Mesmo tendo retirado os espíritos do imaginário humano, a ciência não anulou a religião – quase 150 anos depois, vicejam em todas as partes do globo as mais diversas crenças, com os mais diferentes impactos sobre a vida dos homens e o planeta. Parte integrante da cultura humana, a religião não passa incólume diante do enorme desafio ambiental nesse início de século XXI. Cidades submersas com a subida do nível do mar, clima subvertido com o rompimento de correntes oceânicas, enormes deslocamentos humanos, extinção em massa de animais e plantas – o cenário é apocalíptico e a reação, rápida: Deus nos livre.
Para evitar engano, é bom lembrar que 2.500 cientistas trabalharam ao longo de décadas e, em novembro, anunciaram a síntese de suas conclusões sobre a participação do homem nas mudanças climáticas, seu efeito para o planeta e os seres vivos, e as ações necessárias para evitar imagens dignas do apocalipse. O recado da ciência está dado: é preciso agir, buscar tecnologias ainda desconhecidas e usar as que se tem à mão. Para livrar-nos do mal, o expediente será humano.
Mas fica a pergunta. Pode a religião, produto primeiro e longevo da cultura humana, contribuir para a tarefa à frente?
ESTA VIDA, ESTE MUNDO
As lideranças religiosas parecem acreditar que sim. Basta ver os movimentos recentes. O Papa Bento XVI, chefe da Igreja Católica – que congrega pouco mais de um bilhão de pessoas ao redor do mundo -, pede aos jovens que ajudem a “salvar o planeta”, enquanto o Vaticano realiza conferências sobre aquecimento global e anuncia que pretende instalar painéis para gerar energia solar. O líder ortodoxo Bartolomeu reúne personalidades de várias áreas para uma excursão pela Amazônia para chamar a atenção para a questão ambiental e declara que a degradação ambiental é pecado. Em suas andanças pelo mundo, o dalai-lama participa de eventos sobre sustentabilidade. Dezesseis líderes religiosos australianos e parte dos evangélicos americanos começam a pressionar seus governos, os dois únicos a ficar de fora do Protocolo de Kyoto.
No Brasil, a Campanha da Fraternidade promovida pela Igreja Católica neste ano tem como tema “Amazônia, vida e missão neste chão”. E, lembra dom Pedro Luiz Stringhini, bispo auxiliar da Arquidiocese de São Paulo, esta não é a primeira a abordar o meio ambiente. Em 1979, a campanha teve o mote “Preserve o que é de todos” e, em 2004, “Água, fonte da vida”. “A questão ambiental é uma preocupação da humanidade”, diz dom Pedro. “Espera-se que não haja um cidadão que não esteja preocupado com isso”. Assim, preocupa-se também a Igreja.
-*-*-
• _Desafio 1_: Quais são todos os temas e motes da Campanha da Fraternidade citados no texto sobre religião e meio ambiente?
• _Desafio 2_: Reproduza fielmente o trecho do texto sobre religião e meio ambiente que vai de "ESTA VIDA, ESTE" até "Protocolo de Kyoto.".
• _Desafio 3_: Segundo o texto sobre religião e meio ambiente, o que o líder ortodoxo Bartolomeu declara sobre a degradação ambiental?
Este material tem origem em outra fonte.
-*-*-
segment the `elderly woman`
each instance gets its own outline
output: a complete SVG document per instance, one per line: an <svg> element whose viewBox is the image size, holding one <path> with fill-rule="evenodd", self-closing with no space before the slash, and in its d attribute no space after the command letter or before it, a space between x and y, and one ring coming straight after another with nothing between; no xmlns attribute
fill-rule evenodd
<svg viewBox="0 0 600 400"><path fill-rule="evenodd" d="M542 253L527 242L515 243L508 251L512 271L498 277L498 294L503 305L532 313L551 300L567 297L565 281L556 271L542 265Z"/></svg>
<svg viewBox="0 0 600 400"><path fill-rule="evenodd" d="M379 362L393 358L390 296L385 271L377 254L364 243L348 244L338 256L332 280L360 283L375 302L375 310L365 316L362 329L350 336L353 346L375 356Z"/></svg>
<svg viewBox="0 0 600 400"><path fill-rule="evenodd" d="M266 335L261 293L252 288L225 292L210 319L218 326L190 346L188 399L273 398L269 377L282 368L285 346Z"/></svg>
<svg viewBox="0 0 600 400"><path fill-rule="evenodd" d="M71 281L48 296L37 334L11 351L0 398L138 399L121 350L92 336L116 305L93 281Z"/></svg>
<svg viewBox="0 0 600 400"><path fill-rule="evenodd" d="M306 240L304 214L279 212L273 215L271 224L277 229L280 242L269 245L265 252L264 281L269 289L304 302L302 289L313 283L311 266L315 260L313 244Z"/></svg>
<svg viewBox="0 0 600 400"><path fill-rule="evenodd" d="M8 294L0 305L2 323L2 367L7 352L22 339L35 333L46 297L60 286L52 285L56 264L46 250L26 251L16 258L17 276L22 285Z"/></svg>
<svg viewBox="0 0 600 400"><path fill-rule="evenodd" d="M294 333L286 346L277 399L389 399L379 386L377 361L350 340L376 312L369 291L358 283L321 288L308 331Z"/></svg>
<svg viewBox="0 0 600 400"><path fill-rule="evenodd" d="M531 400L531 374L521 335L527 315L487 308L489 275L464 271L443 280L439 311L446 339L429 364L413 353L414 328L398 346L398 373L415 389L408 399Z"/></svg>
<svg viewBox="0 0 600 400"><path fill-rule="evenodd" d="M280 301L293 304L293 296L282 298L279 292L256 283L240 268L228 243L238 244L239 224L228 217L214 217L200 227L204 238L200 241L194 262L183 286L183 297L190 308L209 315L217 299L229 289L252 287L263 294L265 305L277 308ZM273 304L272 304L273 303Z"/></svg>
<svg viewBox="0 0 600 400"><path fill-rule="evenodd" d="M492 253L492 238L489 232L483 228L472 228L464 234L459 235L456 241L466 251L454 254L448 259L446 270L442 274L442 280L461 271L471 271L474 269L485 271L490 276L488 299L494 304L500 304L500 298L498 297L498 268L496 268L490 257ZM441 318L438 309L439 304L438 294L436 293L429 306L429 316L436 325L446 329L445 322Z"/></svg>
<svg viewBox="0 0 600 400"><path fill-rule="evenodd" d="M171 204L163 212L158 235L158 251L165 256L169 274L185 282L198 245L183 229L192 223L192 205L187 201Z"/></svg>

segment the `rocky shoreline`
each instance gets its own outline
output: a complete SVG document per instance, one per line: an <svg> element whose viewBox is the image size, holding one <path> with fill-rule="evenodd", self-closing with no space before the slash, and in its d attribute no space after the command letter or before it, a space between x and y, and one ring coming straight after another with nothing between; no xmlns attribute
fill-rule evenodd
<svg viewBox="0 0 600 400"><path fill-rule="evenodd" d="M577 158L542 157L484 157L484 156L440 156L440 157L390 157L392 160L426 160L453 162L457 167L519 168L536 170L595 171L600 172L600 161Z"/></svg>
-*-*-
• _Resposta 1_:
- "Amazônia, vida e missão neste chão"
- "Preserve o que é de todos" (1979)
- "Água, fonte da vida" (2004)

• _Resposta 2_:
ESTA VIDA, ESTE MUNDO
As lideranças religiosas parecem acreditar que sim. Basta ver os movimentos recentes. O Papa Bento XVI, chefe da Igreja Católica – que congrega pouco mais de um bilhão de pessoas ao redor do mundo -, pede aos jovens que ajudem a “salvar o planeta”, enquanto o Vaticano realiza conferências sobre aquecimento global e anuncia que pretende instalar painéis para gerar energia solar. O líder ortodoxo Bartolomeu reúne personalidades de várias áreas para uma excursão pela Amazônia para chamar a atenção para a questão ambiental e declara que a degradação ambiental é pecado. Em suas andanças pelo mundo, o dalai-lama participa de eventos sobre sustentabilidade. Dezesseis líderes religiosos australianos e parte dos evangélicos americanos começam a pressionar seus governos, os dois únicos a ficar de fora do Protocolo de Kyoto.

• _Resposta 3_: Declara que a degradação ambiental é pecado.